Your goal: Copy the listing below word for word, from its first line through the line containing "POLYGON ((84 123, 82", with both of those lines included.

Input records:
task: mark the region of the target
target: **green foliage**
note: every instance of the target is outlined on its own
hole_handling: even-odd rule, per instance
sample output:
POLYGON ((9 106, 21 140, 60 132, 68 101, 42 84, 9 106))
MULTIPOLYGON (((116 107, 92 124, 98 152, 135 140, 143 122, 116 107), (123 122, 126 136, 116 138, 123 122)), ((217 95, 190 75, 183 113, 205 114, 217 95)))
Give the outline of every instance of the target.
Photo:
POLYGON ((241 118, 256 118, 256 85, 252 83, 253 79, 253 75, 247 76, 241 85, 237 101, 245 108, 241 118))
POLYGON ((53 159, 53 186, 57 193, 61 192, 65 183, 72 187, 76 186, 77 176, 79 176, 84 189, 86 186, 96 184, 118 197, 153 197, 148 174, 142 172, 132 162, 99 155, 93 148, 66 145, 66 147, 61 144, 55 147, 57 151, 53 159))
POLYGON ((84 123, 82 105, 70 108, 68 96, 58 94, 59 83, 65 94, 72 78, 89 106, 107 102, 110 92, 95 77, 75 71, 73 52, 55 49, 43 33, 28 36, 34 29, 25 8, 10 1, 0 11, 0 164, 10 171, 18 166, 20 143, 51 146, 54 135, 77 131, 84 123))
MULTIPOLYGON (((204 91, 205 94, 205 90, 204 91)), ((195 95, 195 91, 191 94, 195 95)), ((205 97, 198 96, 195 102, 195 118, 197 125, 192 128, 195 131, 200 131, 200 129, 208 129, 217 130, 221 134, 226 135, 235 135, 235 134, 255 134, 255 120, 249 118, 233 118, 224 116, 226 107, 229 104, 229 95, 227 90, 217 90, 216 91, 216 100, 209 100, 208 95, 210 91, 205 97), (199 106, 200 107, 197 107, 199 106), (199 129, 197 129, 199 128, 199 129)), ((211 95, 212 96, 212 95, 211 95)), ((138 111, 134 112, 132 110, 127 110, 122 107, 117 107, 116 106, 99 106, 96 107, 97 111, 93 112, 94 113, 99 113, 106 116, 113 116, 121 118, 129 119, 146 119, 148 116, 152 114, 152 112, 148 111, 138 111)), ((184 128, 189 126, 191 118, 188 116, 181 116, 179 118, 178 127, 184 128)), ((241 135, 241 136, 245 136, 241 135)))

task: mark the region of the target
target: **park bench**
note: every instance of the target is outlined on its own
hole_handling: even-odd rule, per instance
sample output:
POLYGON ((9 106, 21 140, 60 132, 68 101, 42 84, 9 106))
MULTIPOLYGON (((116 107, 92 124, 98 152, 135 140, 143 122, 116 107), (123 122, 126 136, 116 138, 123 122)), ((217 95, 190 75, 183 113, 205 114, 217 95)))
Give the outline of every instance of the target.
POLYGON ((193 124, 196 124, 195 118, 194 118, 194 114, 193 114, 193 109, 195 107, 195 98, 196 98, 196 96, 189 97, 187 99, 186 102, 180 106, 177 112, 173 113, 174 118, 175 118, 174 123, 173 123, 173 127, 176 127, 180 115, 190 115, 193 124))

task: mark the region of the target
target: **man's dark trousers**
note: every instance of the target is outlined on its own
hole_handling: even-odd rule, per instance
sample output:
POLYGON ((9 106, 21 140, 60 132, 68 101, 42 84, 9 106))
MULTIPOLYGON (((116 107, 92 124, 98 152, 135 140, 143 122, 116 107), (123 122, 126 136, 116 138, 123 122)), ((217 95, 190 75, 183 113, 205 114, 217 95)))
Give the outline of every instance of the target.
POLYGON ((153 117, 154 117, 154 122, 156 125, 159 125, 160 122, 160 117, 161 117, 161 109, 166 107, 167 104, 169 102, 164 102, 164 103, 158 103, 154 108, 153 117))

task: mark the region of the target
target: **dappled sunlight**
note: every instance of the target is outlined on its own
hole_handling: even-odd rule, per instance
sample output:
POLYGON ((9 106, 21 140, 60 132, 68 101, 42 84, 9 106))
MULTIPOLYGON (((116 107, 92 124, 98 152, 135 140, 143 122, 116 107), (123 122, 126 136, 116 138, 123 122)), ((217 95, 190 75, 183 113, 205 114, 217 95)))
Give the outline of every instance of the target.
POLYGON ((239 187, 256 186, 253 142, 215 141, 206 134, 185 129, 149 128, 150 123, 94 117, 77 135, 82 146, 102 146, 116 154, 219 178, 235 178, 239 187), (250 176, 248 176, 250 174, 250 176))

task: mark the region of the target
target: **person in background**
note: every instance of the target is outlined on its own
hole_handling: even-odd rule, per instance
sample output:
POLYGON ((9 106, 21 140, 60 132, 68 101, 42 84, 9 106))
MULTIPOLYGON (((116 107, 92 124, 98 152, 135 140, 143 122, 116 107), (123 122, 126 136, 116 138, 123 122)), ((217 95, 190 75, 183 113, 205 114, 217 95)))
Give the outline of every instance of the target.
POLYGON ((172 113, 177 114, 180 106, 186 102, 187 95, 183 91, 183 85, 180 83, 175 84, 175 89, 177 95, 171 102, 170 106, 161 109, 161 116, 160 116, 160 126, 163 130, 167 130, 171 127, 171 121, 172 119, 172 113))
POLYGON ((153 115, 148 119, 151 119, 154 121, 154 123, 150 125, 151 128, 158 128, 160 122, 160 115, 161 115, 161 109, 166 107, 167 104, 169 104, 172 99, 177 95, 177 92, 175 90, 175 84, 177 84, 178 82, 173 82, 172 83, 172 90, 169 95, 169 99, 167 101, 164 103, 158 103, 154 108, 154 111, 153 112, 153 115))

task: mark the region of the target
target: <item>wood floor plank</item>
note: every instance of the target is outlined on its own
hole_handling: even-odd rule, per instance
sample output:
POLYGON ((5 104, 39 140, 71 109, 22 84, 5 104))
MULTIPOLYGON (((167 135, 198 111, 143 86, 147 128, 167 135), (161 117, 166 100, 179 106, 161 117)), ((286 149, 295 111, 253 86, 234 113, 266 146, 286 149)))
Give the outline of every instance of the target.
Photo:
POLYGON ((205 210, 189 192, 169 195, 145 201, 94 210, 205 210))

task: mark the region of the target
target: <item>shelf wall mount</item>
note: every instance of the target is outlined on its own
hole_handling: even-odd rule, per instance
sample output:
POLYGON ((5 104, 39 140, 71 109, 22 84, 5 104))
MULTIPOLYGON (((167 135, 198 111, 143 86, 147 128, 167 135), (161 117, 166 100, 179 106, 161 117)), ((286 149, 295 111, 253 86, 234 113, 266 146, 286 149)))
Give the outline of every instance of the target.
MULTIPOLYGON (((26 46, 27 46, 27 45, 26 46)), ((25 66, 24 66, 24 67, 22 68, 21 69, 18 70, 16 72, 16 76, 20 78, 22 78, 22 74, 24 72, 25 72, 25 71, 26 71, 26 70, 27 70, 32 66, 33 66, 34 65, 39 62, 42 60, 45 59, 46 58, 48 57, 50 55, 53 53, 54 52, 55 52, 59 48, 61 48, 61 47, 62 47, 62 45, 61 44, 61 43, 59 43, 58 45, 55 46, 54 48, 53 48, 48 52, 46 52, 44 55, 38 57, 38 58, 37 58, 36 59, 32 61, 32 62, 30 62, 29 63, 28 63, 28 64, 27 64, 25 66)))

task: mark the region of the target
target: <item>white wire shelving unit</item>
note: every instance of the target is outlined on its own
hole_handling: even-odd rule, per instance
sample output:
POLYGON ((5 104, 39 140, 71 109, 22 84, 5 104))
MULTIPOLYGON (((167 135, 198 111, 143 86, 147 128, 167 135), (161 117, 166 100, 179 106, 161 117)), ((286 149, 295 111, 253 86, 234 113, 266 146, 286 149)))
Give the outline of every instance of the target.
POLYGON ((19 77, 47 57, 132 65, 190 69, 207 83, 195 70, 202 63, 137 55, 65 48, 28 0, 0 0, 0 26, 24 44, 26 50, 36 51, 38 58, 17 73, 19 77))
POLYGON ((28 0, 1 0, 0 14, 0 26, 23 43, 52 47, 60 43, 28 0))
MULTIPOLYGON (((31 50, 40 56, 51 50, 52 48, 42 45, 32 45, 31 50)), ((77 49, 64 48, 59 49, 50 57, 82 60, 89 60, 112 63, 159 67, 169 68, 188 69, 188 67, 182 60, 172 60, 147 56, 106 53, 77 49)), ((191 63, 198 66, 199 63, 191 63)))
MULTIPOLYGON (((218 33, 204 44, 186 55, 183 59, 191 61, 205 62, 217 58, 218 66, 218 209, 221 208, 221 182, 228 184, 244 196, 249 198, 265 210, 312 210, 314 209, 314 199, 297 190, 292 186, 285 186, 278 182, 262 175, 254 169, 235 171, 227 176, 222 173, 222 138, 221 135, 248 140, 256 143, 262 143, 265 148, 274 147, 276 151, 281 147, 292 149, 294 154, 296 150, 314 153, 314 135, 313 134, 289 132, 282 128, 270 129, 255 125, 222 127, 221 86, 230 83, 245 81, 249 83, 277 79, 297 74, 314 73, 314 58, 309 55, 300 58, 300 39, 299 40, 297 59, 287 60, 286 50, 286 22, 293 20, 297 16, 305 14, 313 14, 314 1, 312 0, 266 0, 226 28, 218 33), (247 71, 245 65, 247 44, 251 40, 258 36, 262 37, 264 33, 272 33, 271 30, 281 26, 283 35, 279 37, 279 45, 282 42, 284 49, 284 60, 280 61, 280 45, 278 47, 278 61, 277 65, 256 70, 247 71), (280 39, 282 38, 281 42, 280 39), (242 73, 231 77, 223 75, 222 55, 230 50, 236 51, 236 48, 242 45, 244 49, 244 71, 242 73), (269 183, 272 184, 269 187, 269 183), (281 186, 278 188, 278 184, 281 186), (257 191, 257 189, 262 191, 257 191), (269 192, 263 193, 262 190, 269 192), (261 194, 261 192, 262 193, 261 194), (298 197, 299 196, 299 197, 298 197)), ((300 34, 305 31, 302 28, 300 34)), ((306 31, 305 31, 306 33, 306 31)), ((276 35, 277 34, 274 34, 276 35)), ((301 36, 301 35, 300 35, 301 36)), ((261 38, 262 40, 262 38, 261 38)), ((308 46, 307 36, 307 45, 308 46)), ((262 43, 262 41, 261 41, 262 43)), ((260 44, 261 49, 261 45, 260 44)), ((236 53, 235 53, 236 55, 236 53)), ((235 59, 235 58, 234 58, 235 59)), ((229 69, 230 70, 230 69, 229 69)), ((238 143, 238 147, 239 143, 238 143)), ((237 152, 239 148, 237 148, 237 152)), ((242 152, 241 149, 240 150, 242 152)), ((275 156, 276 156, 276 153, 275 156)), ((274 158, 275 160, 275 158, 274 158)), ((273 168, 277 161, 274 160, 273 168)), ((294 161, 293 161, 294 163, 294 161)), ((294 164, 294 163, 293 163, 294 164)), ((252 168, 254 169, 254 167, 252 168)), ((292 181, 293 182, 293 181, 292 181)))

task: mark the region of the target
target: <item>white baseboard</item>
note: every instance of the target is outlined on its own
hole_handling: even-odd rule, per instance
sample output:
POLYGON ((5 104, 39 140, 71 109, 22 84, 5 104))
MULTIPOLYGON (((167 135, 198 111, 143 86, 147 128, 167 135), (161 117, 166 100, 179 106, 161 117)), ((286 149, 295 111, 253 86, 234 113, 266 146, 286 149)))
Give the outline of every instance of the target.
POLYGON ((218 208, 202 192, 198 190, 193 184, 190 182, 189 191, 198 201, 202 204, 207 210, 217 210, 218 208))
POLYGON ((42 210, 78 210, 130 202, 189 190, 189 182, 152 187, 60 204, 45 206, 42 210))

Exercise solution:
task: mark the region of the target
target: **green foliage**
note: every instance of the target is outlined on its own
hole_handling: even-odd rule, per instance
sample output:
POLYGON ((9 106, 21 140, 60 132, 68 101, 42 84, 9 106))
MULTIPOLYGON (((116 107, 92 124, 98 152, 135 140, 143 122, 116 107), (123 122, 126 136, 116 138, 123 122)), ((217 95, 190 75, 183 113, 205 114, 217 95)))
Give the outline of every instance of the target.
Photo:
POLYGON ((241 118, 256 118, 256 85, 252 83, 253 79, 253 75, 247 76, 241 85, 237 101, 245 108, 241 118))
POLYGON ((53 159, 53 186, 57 193, 61 192, 65 183, 72 187, 76 186, 77 176, 79 176, 84 189, 86 186, 96 184, 118 197, 153 197, 148 174, 142 172, 132 162, 99 155, 93 148, 66 145, 66 147, 61 144, 55 147, 57 151, 53 159))
POLYGON ((84 123, 82 105, 70 108, 68 96, 58 94, 59 83, 65 94, 72 78, 89 106, 107 102, 110 92, 95 77, 75 71, 73 52, 55 49, 43 33, 28 36, 34 29, 25 8, 10 1, 0 11, 0 164, 10 171, 18 166, 20 143, 51 146, 54 135, 77 131, 84 123))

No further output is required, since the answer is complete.